# Provided material
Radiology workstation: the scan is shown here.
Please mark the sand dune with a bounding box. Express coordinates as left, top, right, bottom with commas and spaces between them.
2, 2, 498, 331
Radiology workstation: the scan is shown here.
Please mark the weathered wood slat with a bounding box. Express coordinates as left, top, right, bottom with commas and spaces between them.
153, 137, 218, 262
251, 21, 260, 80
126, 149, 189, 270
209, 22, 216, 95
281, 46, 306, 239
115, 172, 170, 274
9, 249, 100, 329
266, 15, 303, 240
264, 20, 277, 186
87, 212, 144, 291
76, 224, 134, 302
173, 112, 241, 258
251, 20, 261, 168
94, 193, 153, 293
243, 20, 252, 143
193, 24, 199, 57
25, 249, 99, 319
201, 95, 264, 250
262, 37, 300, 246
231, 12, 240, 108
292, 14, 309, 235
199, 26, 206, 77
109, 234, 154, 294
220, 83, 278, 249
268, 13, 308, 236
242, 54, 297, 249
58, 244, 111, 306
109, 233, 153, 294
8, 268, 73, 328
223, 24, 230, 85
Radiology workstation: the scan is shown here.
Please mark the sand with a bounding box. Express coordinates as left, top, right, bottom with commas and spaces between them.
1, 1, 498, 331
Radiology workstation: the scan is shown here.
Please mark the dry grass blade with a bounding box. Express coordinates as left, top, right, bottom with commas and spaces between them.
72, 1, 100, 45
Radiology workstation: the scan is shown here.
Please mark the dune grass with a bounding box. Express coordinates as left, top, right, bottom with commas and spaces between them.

# Action item
Lines from the one containing "Please mark the sand with" through the final line of the entries are the only ones to print, and each must match exactly.

# Answer to the exercise
Please mark the sand with a bounding box. Express coordinates as left, top, right, bottom with commas and spaces between them.
1, 1, 498, 331
Radiology workstation: the scan is shown here.
Please mark the dry grass blade with a bounding box. Express coordinates as left, top, right, bottom with commas and spaces between them.
72, 1, 100, 45
Radiology workstation: the scan is shown here.
Please mark the dune grass with a bounding box. Express coordinates as left, top, right, bottom with commas and spaces between them.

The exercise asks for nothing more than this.